§ REQUIRED TASKS
[A] In the letter on tsunami early warning systems, how much would an Indian Ocean early warning system cost?
[B] Resume the letter on tsunami early warning systems after its final sentence, and carry it on in the same voice.

19/01/2005

Tsunami and early warning systems

Sent to the Shields Gazette, 19/1/05

Dear Sir,


The head of the UN's cultural and scientific agency has said an Indian Ocean early warning system, similar to one used by countries bordering the Pacific Ocean to warn of tsunamis would cost $30 million. Considering the number of lives this could save, the cost is a pittance, more so when one realises the cost is equivalent to about two and half hours worth of US occupation of Iraq.


Whilst the world’s governments will heed calls for such an early warning system that can warn of natural disaster which we have no control over, they are deaf when it comes to those blaring in our ears, the man-made early warning systems. For instance, did we not also have fair warning of the devastation in Iraq? Did not President Bush telegraph his message to the world, over a year in advance, that Iraq would be invaded with a US military tsunami? Over one hundred thousand have been killed in Iraq since the US led invasion and now we are getting warnings that the US is just about ready to attack Iran.


Early warning systems have been sounding for decades. It was known in the mid 70s there were 400 chronically malnourished on the planet and there was a promise to eradicate hunger within 10 years. That figure now stands at 870 million. We know that today 17,000 children will die from hunger and many more from hunger related disease, and that this figure will be repeated tomorrow and the next day, and a year from now. The world is aware of the Aids epidemic in Africa, of increasing deaths from malaria, of the diseases facing the 2.4 billion with poor sanitary access, and we know that such problems will be with us in years to come.

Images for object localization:
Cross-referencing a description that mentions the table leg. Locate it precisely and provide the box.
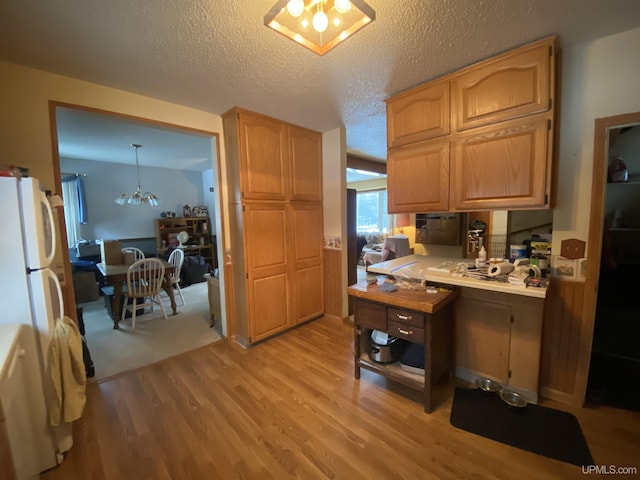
[111,282,122,330]
[163,273,178,315]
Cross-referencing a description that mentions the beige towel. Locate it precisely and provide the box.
[49,316,87,425]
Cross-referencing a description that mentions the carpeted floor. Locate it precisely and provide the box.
[81,282,222,381]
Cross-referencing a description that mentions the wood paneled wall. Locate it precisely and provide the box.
[324,248,346,320]
[540,279,586,406]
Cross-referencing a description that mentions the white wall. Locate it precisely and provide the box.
[322,127,349,318]
[60,158,205,240]
[553,28,640,254]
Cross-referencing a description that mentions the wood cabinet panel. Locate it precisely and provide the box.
[289,126,322,202]
[223,108,326,346]
[387,81,450,148]
[455,297,511,384]
[289,203,324,324]
[293,265,324,325]
[244,204,288,277]
[451,115,551,211]
[249,273,292,343]
[451,41,553,131]
[387,140,449,213]
[237,111,289,200]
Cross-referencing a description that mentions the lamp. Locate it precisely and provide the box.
[264,0,376,55]
[394,213,411,235]
[116,143,159,207]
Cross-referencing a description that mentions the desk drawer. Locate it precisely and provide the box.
[355,300,387,332]
[387,308,424,328]
[388,320,424,345]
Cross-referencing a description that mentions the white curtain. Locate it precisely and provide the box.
[62,177,80,248]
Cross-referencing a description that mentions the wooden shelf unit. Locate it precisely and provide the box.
[155,217,217,268]
[347,282,458,413]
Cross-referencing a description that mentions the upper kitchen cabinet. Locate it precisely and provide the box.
[387,81,450,148]
[450,114,553,212]
[225,109,289,203]
[289,126,322,202]
[387,37,557,213]
[387,139,449,213]
[451,38,555,131]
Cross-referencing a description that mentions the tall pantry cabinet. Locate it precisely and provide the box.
[223,108,324,345]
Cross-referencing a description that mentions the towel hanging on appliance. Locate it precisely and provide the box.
[49,316,87,425]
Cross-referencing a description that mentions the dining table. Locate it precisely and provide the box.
[96,259,178,330]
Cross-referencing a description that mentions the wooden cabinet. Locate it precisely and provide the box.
[387,140,449,213]
[454,287,544,403]
[289,202,324,325]
[450,115,553,211]
[387,80,450,148]
[451,41,554,131]
[237,112,289,200]
[155,217,218,268]
[223,108,324,345]
[347,283,457,413]
[289,125,322,202]
[387,37,555,213]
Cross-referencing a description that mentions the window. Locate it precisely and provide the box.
[356,190,388,233]
[62,174,87,248]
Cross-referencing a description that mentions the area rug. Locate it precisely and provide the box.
[80,282,222,381]
[449,387,594,466]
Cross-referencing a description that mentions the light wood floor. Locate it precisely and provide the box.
[41,318,640,480]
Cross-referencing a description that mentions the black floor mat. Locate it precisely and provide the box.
[449,387,594,466]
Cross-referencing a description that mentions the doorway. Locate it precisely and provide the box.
[50,102,226,376]
[579,112,640,411]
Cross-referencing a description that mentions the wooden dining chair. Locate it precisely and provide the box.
[168,248,185,305]
[120,258,167,330]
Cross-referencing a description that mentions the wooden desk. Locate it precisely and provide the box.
[347,282,459,413]
[97,260,177,330]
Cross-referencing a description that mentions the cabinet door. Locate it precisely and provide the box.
[451,115,552,211]
[289,126,322,202]
[243,204,292,342]
[455,297,511,384]
[387,81,449,148]
[290,203,324,324]
[238,112,288,200]
[451,41,554,131]
[387,140,449,213]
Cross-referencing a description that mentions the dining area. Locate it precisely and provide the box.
[96,244,184,330]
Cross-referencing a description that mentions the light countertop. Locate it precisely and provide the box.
[368,255,547,298]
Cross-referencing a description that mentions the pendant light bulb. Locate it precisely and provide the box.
[311,7,329,33]
[333,0,351,14]
[287,0,304,18]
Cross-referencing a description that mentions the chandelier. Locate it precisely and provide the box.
[116,143,159,207]
[264,0,376,55]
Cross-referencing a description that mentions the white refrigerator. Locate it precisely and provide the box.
[0,177,73,478]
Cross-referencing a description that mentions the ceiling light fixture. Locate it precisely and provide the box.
[264,0,376,55]
[116,143,160,207]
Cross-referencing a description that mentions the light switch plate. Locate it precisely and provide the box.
[560,238,587,259]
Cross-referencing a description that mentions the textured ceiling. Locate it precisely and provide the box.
[0,0,640,165]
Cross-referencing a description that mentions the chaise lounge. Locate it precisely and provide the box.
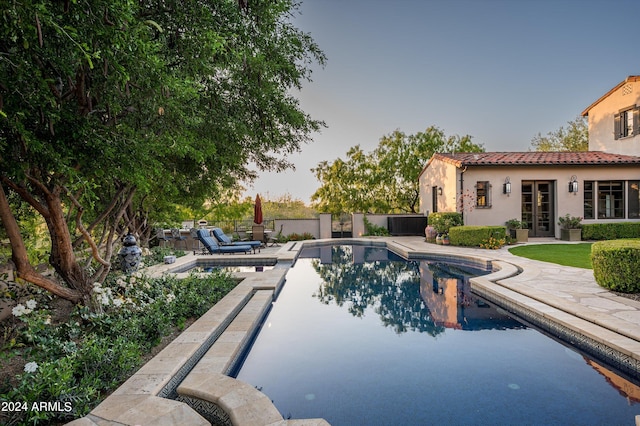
[197,229,252,254]
[211,228,262,253]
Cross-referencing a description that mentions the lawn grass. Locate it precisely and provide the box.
[509,243,593,269]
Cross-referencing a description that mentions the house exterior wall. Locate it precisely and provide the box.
[420,159,640,237]
[583,79,640,155]
[419,160,459,215]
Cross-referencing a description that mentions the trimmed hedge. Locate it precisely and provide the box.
[591,239,640,293]
[449,225,507,247]
[582,222,640,240]
[427,212,464,234]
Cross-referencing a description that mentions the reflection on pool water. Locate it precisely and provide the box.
[237,246,640,426]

§ RESULTS FOR EACH TASK
[A] $30 million.

[B]
These are not new problems. They have existed for so long that the statistics seem hackneyed and you feel something of a prat quoting them repeatedly. The point is, these early warning systems are ringing non-stop. Capitalism’s problems are hitting the human race with the force of a dozen tsunamis a day, killing millions.


And the reason governments fail to respond to the countless deaths caused by the very system they tenaciously defend is because it is unprofitable to do so. The victims, in the main, don’t constitute much of a market. For instance, it is more profitable to destroy thousands of tons of food than to give it to the starving. It makes more sense to have vacant buildings remain unoccupied than to allocate them free to the homeless.


The only early warning system that can prevent non-natural human disaster is one that frees production, science and technology from the artificial constraints of profit, using them for the benefit of humanity, allowing all people to have free access to the benefits of civilisation; a system that can allocate resources and the necessities of life where and when needed, as quickly as possible, and not on the prior estimate of cost. Such a system, world socialism, is the only system that can realistically address the myriad problems facing the human race, heading of disaster in advance.